Around the World in 80 Dinners - Bill Jamison [0]
The Ultimate Culinary Adventure
Cheryl and Bill Jamison
For the Neale family:
our daughter, Heather; son-in-law, J. B.;
grandchildren, Riley, Bronwyn, and Chloe;
and the youngsters’ Flat Stanleys
Contents
Acknowledgments
Off to Eat the World
Bali
Australia
New Caledonia
Singapore
Thailand
India
China
South Africa
France
Brazil
Let’s Do It Again
About the Authors
Other Books by Cheryl and Bill Jamison
Credits
Copyright
About the Publisher
Acknowledgments
If we’ve had any success at all in relating our tale, much of the credit goes to three talented and inspirational ladies. Our former editor Harriet Bell suggested we take a pause from writing cookbooks and try our hands at a new genre, in which she gave us important early guidance. Doe Coover, our hard-toiling agent, made us see and understand some of our initial mistakes and how to correct them. Carolyn Marino, who took over as the editor, went through our first draft with a sharp pencil and piercing insight, cutting extraneous material and showing us what needed tightening. None of them, of course, shares any of the blame for blunders that remain.
We also want to thank Sam Daniel; Rebecca, the reservation agent; and other employees at American Airlines who assisted us so ably in putting together our flight plans for an around-the-world trip. In a modern take on medieval alchemy, they turned frequent-flier miles on paper into fifty thousand actual miles with wings.
OFF TO EAT THE WORLD
NOTHING SPOILS A DAY MUCH MORE THAN SAM DANIEL CALLING TO SAY THAT you have too many legs.
“Mr. Jamison?” he asks cheerfully when Bill picks up the phone, signaling in one short breath that he’s a stranger we probably don’t want to hear from.

Dataset rows showing where objects appear:
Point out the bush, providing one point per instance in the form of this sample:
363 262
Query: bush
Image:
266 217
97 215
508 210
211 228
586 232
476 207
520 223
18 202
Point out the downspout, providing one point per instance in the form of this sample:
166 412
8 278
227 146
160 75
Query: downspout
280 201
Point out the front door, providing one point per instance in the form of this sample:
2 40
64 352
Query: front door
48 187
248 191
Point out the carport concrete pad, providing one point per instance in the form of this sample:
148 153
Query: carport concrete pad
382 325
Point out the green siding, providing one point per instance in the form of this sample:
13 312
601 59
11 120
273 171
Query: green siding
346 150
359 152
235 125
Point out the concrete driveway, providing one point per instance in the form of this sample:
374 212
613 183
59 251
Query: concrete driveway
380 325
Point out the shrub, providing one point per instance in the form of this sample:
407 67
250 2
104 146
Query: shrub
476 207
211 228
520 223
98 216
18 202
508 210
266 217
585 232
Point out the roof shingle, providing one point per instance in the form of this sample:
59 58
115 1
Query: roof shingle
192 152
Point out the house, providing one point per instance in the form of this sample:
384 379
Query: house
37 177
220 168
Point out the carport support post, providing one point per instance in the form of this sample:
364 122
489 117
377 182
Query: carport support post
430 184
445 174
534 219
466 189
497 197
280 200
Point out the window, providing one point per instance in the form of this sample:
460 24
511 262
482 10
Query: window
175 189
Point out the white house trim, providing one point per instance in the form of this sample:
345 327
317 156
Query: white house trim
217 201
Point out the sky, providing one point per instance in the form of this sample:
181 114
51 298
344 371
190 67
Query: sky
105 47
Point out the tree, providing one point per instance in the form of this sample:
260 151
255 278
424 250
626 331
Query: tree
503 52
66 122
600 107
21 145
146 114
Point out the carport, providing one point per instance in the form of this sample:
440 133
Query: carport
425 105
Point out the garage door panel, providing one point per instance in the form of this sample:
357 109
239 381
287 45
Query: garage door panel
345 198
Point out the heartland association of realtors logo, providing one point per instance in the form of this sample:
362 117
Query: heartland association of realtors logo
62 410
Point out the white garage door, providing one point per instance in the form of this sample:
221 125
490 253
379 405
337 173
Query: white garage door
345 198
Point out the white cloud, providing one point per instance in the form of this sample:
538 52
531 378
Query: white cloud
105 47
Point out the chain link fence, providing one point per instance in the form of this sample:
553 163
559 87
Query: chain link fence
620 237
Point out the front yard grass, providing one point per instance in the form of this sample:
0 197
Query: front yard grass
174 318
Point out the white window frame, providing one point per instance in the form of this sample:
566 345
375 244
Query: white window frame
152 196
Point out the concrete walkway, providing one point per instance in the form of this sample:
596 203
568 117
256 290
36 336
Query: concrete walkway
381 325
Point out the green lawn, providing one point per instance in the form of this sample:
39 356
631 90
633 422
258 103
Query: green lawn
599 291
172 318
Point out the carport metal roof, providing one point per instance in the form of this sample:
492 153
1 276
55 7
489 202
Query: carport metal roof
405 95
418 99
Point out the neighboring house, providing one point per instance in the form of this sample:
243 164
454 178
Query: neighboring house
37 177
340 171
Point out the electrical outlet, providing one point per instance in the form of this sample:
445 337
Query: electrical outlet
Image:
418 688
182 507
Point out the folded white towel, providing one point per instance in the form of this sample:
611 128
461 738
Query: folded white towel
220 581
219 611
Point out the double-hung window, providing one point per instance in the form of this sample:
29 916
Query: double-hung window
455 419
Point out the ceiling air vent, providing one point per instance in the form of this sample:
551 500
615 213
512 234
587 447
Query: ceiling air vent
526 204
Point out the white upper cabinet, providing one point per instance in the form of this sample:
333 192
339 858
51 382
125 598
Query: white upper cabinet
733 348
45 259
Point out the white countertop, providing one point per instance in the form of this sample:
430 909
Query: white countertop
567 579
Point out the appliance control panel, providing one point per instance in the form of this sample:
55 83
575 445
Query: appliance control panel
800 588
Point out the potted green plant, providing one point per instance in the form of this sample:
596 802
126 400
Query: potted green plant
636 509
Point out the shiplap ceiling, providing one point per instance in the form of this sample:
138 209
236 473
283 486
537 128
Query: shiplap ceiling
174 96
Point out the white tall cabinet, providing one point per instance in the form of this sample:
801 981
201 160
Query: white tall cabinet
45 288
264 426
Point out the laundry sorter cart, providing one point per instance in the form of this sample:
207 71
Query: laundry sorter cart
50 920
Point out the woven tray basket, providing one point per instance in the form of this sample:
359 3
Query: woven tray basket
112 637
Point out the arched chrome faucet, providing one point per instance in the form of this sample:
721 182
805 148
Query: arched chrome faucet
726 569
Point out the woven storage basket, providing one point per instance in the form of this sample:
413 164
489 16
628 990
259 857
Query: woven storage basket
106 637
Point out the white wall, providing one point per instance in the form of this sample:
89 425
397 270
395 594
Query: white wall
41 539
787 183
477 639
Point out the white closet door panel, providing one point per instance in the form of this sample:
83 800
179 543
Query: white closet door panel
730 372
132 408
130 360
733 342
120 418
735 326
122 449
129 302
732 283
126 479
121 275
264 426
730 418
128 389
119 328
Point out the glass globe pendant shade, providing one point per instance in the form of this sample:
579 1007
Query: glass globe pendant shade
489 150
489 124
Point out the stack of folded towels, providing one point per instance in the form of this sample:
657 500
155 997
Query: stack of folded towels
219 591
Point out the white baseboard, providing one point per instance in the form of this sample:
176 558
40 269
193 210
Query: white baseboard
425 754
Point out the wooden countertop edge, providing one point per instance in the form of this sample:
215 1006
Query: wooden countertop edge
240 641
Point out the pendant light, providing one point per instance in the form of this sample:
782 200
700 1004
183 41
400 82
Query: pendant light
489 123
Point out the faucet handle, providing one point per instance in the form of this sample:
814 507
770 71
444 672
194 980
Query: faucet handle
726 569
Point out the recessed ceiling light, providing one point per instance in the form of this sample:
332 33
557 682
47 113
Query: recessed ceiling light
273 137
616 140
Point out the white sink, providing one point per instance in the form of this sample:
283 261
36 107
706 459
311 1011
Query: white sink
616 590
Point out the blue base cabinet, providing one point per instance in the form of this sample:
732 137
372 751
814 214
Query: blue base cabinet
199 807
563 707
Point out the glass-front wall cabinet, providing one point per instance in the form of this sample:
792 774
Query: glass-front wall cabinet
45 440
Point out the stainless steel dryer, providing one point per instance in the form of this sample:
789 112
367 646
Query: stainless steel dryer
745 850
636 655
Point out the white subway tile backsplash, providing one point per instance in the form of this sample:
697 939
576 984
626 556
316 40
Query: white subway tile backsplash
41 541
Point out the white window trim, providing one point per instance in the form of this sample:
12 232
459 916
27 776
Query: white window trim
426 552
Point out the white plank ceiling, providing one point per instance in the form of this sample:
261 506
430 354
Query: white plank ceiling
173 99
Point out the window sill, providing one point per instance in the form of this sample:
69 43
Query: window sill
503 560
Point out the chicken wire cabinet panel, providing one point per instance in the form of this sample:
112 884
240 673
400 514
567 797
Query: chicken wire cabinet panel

**The request**
Copy out the opening pages of Around the World in 80 Dinners from above, word for word and in full.

**Exercise answer**
Around the World in 80 Dinners - Bill Jamison [0]
The Ultimate Culinary Adventure
Cheryl and Bill Jamison
For the Neale family:
our daughter, Heather; son-in-law, J. B.;
grandchildren, Riley, Bronwyn, and Chloe;
and the youngsters’ Flat Stanleys
Contents
Acknowledgments
Off to Eat the World
Bali
Australia
New Caledonia
Singapore
Thailand
India
China
South Africa
France
Brazil
Let’s Do It Again
About the Authors
Other Books by Cheryl and Bill Jamison
Credits
Copyright
About the Publisher
Acknowledgments
If we’ve had any success at all in relating our tale, much of the credit goes to three talented and inspirational ladies. Our former editor Harriet Bell suggested we take a pause from writing cookbooks and try our hands at a new genre, in which she gave us important early guidance. Doe Coover, our hard-toiling agent, made us see and understand some of our initial mistakes and how to correct them. Carolyn Marino, who took over as the editor, went through our first draft with a sharp pencil and piercing insight, cutting extraneous material and showing us what needed tightening. None of them, of course, shares any of the blame for blunders that remain.
We also want to thank Sam Daniel; Rebecca, the reservation agent; and other employees at American Airlines who assisted us so ably in putting together our flight plans for an around-the-world trip. In a modern take on medieval alchemy, they turned frequent-flier miles on paper into fifty thousand actual miles with wings.
OFF TO EAT THE WORLD
NOTHING SPOILS A DAY MUCH MORE THAN SAM DANIEL CALLING TO SAY THAT you have too many legs.
“Mr. Jamison?” he asks cheerfully when Bill picks up the phone, signaling in one short breath that he’s a stranger we probably don’t want to hear from.